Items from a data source
____________

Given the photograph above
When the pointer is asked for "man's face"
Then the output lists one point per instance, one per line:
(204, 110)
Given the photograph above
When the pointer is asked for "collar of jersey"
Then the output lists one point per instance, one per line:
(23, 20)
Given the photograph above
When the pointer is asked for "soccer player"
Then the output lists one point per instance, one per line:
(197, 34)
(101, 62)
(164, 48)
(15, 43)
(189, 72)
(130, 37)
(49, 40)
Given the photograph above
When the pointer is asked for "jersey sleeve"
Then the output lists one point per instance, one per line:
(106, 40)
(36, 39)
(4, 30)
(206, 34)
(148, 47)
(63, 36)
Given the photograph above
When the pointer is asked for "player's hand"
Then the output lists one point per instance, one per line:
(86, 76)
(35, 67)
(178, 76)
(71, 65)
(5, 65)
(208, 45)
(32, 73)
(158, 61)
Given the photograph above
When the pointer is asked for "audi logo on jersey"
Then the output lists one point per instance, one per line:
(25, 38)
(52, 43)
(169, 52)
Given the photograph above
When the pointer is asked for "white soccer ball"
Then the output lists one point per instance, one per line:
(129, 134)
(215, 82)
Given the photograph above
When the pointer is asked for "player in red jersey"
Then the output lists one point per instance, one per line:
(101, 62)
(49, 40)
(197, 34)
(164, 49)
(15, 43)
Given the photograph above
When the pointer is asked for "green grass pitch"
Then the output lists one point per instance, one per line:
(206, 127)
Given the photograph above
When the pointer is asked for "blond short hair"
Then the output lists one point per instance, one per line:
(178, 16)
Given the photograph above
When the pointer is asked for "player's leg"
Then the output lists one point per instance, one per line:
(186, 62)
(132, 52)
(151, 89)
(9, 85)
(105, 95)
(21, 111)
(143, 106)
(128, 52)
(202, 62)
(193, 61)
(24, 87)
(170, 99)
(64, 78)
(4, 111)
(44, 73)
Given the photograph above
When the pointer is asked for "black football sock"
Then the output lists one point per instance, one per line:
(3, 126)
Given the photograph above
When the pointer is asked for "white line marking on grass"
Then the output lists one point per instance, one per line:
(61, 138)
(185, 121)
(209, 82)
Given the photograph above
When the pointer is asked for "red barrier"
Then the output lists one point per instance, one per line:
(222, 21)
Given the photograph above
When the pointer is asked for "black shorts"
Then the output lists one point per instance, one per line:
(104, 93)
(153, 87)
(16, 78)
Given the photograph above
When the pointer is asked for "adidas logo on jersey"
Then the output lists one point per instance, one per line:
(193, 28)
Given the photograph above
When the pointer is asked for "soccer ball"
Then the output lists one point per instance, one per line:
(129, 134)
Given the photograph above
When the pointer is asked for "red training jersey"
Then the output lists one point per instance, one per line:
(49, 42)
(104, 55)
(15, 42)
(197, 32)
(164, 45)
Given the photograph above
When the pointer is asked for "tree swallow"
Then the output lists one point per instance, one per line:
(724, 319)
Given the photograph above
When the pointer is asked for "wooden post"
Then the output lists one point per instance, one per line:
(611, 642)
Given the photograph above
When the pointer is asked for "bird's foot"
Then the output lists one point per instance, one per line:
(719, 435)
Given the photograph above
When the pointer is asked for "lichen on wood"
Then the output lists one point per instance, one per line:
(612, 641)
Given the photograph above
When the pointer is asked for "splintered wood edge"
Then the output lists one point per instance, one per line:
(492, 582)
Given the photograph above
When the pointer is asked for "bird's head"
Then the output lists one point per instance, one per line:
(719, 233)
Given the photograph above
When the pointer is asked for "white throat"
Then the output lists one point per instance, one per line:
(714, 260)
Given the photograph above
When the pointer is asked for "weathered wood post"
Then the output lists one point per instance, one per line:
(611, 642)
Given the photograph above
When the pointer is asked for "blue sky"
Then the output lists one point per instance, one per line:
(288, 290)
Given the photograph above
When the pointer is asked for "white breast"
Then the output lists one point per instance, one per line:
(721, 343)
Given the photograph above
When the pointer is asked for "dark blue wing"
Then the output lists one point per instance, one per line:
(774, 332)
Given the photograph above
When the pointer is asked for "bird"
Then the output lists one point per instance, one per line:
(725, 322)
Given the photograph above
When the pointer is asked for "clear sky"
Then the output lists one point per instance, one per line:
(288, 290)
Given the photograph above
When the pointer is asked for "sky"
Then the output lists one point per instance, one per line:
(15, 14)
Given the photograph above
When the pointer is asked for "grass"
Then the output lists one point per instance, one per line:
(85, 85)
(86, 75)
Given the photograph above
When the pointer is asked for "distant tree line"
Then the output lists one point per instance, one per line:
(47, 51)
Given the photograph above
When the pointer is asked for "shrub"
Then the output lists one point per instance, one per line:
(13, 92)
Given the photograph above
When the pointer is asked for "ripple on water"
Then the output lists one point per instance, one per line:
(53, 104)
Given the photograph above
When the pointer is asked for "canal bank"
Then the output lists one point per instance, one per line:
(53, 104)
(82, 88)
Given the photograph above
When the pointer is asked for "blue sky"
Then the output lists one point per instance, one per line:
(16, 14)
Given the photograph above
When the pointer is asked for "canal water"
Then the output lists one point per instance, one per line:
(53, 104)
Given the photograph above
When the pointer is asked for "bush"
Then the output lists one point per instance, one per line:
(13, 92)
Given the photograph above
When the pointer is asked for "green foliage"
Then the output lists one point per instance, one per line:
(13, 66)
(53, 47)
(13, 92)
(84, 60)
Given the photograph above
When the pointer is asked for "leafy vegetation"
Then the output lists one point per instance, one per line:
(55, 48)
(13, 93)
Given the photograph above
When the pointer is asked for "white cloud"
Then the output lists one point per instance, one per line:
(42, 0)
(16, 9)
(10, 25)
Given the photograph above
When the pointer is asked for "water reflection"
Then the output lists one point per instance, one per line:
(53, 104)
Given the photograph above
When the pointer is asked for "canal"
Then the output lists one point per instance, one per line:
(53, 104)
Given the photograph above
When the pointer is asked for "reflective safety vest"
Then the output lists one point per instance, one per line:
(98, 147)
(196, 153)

____________

__Problem to work on__. From the entries above, copy every line containing the word "water".

__Expected output__.
When the pointer is asked for "ripple on water"
When the pointer is asked for "canal water"
When the pointer is asked for "water reflection"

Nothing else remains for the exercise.